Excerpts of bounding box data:
________________________________________
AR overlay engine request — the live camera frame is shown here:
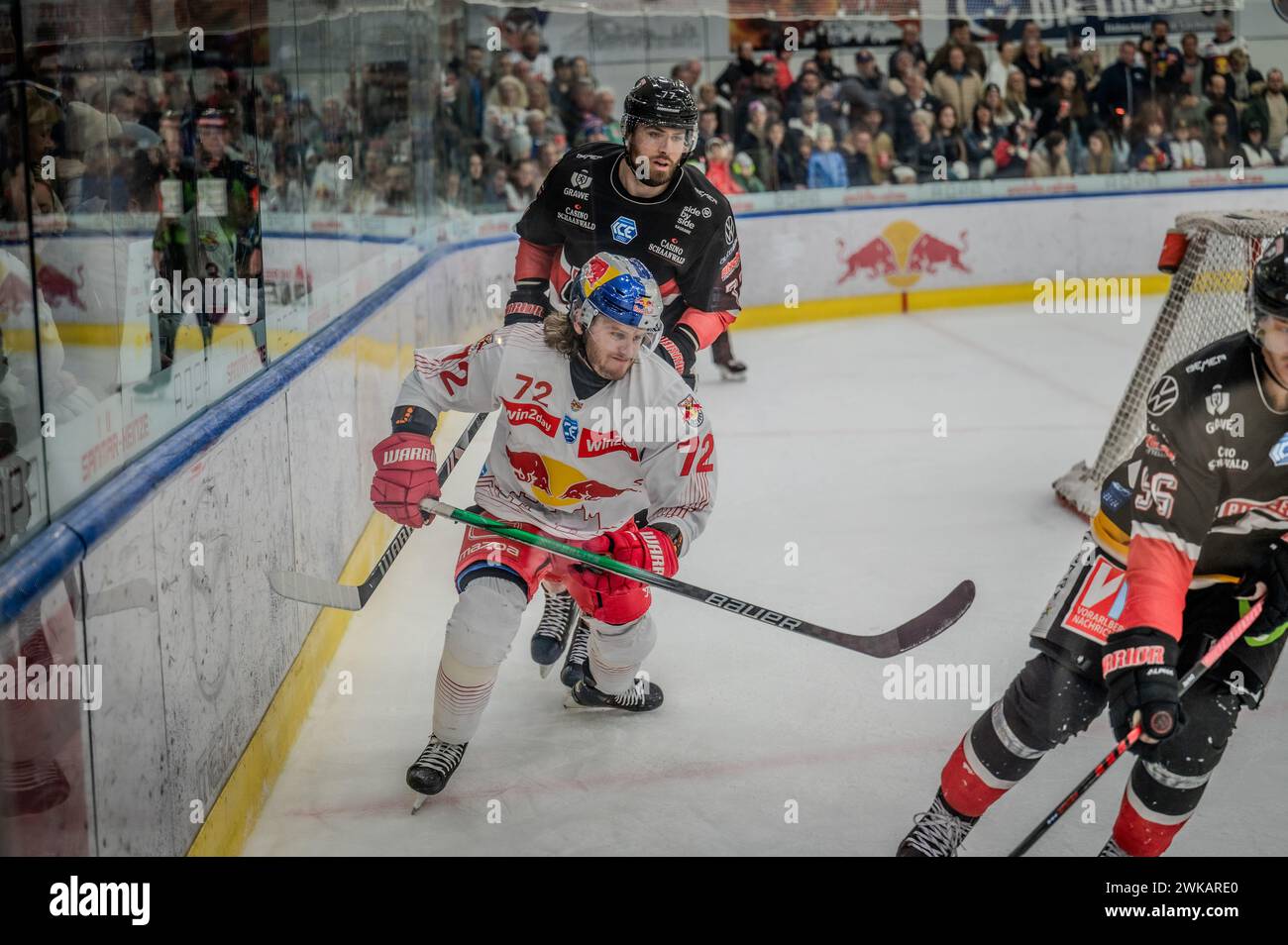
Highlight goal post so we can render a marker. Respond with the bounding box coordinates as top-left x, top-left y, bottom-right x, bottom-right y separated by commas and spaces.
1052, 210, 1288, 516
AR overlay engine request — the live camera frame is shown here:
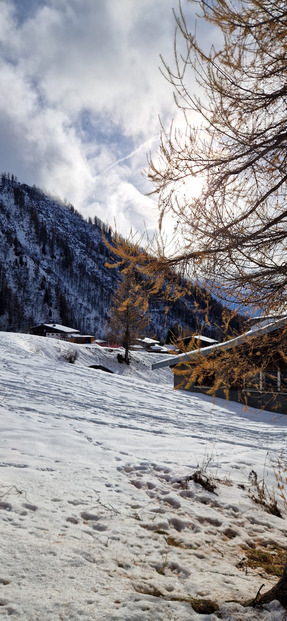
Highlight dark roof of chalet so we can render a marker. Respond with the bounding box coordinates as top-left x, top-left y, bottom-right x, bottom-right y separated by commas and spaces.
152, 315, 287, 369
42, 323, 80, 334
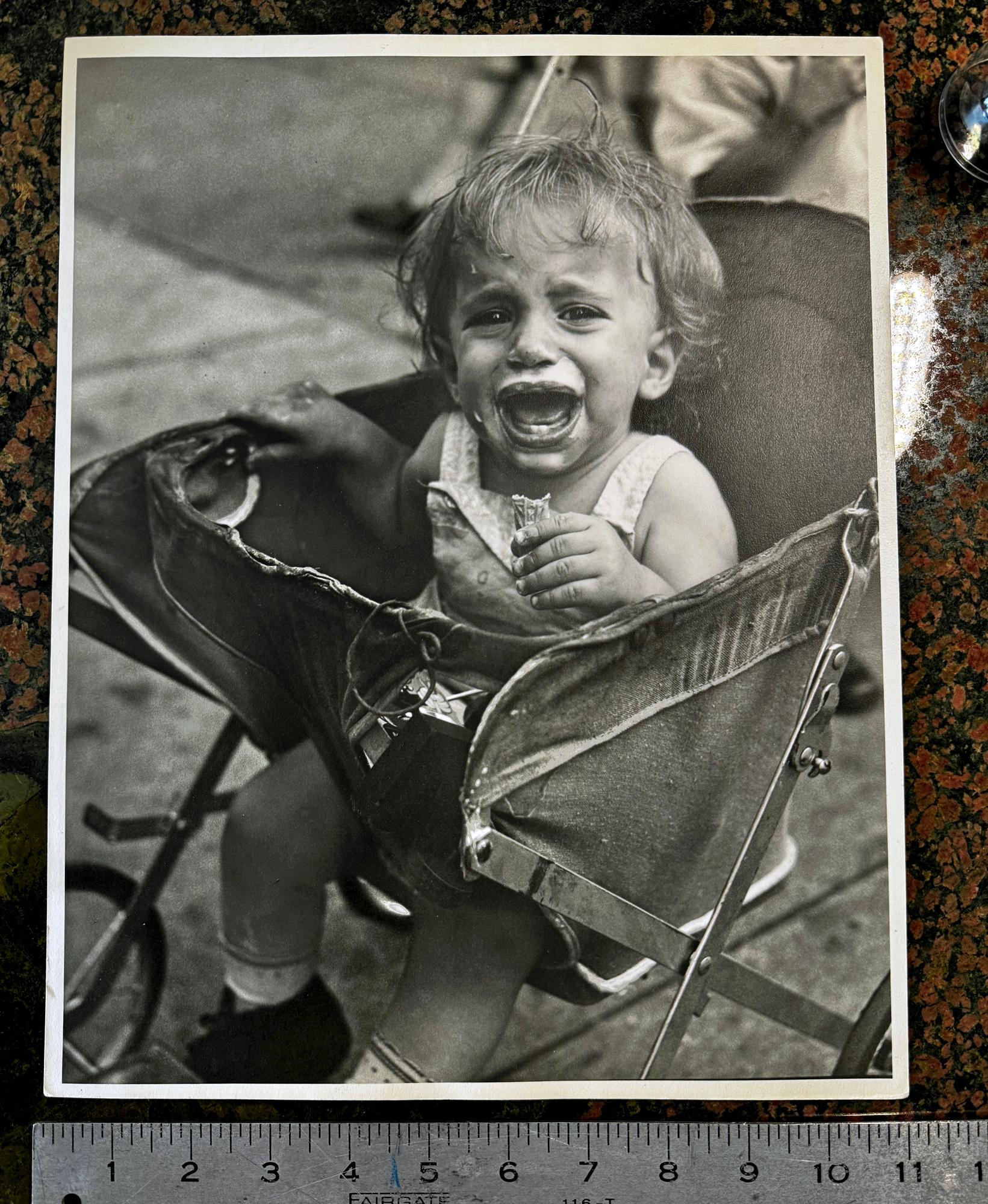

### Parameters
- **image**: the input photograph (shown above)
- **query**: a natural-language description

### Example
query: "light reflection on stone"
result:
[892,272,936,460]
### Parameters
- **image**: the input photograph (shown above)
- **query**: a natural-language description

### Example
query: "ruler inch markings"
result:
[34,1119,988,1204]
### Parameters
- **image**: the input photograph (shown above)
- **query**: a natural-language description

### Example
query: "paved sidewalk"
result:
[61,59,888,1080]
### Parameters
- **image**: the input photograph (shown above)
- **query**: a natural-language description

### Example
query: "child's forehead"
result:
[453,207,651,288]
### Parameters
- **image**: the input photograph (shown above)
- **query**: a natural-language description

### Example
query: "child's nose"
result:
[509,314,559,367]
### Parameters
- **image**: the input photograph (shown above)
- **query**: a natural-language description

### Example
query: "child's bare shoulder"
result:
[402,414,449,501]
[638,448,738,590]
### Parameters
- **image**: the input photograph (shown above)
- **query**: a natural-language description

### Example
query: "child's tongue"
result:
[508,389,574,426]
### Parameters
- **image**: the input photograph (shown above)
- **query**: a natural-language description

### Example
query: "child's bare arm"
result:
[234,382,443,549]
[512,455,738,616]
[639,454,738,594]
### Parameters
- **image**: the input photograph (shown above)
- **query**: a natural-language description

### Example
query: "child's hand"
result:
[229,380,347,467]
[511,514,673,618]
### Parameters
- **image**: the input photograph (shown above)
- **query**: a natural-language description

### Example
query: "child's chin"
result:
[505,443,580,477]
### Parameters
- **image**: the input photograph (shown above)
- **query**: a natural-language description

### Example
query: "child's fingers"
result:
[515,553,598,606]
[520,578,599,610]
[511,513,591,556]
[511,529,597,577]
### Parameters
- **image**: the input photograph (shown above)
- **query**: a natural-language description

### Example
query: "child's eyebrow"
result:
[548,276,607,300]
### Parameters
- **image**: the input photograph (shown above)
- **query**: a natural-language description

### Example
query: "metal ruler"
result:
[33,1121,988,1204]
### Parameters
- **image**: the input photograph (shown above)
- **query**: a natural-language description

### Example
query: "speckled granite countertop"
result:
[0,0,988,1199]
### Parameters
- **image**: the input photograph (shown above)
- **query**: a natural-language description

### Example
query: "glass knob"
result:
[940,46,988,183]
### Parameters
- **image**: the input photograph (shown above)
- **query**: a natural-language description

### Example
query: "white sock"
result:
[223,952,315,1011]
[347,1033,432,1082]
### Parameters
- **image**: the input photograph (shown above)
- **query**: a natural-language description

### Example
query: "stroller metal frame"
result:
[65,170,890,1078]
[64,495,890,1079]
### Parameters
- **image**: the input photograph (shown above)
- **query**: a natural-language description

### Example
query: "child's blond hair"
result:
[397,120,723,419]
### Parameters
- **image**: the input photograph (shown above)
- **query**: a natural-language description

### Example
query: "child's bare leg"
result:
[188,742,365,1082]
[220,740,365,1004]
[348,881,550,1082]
________________________________________
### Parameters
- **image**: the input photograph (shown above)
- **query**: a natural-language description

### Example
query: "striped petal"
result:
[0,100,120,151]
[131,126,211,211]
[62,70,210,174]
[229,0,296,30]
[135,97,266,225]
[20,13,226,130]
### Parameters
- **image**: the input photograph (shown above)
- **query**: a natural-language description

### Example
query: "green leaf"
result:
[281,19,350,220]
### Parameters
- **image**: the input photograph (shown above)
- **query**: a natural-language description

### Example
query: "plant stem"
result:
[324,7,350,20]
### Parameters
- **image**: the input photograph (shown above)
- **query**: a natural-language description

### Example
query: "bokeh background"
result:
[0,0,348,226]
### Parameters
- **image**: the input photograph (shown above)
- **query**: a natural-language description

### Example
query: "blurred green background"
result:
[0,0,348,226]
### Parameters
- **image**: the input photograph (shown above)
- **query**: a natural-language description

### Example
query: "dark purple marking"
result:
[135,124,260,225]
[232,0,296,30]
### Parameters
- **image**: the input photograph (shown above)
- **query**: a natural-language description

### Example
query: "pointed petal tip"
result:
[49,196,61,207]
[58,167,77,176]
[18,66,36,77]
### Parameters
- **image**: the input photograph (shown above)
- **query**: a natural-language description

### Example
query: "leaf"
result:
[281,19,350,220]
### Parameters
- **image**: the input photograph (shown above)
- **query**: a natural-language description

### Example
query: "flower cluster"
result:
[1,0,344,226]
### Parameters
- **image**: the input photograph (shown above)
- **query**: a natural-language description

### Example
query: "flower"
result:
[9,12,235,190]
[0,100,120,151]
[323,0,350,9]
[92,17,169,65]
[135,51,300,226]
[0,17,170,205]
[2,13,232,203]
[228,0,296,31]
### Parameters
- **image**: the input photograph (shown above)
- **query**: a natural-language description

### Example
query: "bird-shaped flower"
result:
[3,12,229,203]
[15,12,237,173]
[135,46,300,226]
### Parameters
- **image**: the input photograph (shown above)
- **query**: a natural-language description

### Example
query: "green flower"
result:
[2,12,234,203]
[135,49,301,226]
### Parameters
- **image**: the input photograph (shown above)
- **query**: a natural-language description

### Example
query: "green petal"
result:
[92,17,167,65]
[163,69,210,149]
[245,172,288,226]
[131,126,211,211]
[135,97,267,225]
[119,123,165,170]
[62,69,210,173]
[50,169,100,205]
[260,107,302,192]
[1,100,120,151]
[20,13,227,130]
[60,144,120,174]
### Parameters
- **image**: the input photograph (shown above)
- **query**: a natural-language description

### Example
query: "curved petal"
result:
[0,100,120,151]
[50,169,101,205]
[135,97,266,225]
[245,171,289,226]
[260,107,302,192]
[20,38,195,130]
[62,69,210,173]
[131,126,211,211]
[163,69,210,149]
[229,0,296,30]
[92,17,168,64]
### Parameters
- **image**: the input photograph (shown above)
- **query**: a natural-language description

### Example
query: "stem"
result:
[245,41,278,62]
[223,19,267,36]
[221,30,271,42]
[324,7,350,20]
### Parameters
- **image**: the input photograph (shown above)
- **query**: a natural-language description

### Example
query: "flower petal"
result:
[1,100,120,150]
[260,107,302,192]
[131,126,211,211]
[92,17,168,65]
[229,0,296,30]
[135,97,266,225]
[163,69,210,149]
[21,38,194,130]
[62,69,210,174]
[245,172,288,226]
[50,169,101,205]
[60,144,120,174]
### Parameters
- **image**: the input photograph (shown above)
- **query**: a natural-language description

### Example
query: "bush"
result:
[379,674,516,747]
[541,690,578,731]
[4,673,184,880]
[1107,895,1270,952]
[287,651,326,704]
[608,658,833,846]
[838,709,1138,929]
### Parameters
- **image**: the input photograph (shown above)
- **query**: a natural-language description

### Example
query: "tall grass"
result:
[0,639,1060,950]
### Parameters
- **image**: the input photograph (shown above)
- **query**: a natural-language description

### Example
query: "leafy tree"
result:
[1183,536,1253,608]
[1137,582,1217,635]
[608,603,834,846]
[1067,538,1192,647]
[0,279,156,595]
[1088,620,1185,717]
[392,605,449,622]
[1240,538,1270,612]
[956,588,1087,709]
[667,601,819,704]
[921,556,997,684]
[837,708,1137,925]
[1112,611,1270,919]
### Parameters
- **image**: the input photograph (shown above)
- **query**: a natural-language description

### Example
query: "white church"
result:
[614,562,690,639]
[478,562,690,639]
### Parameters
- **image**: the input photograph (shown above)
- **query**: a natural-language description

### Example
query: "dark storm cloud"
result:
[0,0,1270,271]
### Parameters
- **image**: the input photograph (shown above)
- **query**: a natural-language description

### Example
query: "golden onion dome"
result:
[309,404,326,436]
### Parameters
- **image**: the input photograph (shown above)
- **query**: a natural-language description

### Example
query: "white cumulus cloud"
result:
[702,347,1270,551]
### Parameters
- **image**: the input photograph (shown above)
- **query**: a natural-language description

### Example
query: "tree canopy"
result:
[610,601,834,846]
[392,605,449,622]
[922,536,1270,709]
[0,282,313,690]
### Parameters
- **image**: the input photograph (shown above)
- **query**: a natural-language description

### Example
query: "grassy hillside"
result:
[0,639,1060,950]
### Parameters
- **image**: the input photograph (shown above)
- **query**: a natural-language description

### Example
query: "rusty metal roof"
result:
________________________________________
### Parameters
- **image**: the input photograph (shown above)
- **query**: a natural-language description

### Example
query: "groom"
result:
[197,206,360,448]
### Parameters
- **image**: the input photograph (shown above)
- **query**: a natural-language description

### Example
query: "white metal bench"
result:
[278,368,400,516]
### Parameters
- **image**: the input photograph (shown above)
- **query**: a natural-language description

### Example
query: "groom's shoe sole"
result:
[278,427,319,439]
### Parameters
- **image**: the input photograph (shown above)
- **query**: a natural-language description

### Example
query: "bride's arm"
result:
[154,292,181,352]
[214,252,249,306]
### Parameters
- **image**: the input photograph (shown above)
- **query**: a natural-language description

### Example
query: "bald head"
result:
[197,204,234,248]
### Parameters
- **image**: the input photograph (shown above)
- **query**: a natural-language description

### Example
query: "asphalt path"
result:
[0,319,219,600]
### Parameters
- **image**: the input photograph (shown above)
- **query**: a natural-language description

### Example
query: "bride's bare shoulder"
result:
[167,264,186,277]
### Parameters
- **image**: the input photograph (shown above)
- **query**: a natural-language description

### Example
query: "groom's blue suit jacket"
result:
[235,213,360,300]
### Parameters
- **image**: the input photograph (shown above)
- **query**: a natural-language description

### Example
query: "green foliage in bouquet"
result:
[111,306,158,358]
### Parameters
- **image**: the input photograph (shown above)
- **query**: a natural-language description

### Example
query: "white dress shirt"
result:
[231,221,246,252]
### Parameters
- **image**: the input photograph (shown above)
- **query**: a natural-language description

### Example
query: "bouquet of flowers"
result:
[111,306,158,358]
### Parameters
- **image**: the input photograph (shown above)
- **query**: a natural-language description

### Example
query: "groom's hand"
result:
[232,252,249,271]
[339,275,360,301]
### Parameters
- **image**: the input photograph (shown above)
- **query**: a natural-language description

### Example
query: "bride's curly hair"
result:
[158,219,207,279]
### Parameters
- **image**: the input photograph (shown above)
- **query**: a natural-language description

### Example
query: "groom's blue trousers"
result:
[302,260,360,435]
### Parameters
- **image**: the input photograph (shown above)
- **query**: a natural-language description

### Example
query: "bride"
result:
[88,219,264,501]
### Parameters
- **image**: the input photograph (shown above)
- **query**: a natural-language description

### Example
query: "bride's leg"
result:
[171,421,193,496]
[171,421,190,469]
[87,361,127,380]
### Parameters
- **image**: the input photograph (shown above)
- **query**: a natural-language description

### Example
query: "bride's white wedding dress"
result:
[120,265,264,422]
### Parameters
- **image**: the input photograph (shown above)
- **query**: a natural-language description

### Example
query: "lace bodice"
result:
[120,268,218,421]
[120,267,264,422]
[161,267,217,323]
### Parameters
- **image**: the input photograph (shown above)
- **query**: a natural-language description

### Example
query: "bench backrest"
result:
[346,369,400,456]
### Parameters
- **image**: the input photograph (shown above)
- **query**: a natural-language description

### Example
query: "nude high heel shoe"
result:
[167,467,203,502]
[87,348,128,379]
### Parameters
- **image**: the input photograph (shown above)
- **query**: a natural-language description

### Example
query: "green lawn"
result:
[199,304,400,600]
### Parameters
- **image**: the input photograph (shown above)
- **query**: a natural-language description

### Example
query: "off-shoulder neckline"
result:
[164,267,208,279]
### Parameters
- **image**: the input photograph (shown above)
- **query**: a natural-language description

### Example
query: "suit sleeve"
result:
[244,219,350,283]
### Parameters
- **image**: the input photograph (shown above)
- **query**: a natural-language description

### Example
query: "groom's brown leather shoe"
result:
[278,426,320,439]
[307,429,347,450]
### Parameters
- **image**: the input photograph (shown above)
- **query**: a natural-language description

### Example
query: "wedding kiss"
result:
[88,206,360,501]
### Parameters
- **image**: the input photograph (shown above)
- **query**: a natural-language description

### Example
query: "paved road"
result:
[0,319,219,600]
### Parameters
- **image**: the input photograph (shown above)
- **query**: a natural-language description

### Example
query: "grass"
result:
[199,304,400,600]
________________________________________
WHAT IS ASKED: Which lines in the entries above contain the word "separated"? Copy each of them in full.

OUTPUT:
Highlight goal post so we can render a marker. Respond with the bounding box coordinates as top-left x, top-left y, bottom-right x, bottom-right y separated by commas and spaces.
Highlight dark roof of chalet so we can render a marker. Respond with the bounding box coordinates as top-left x, top-left y, bottom-right x, bottom-right y separated by commas and spaces.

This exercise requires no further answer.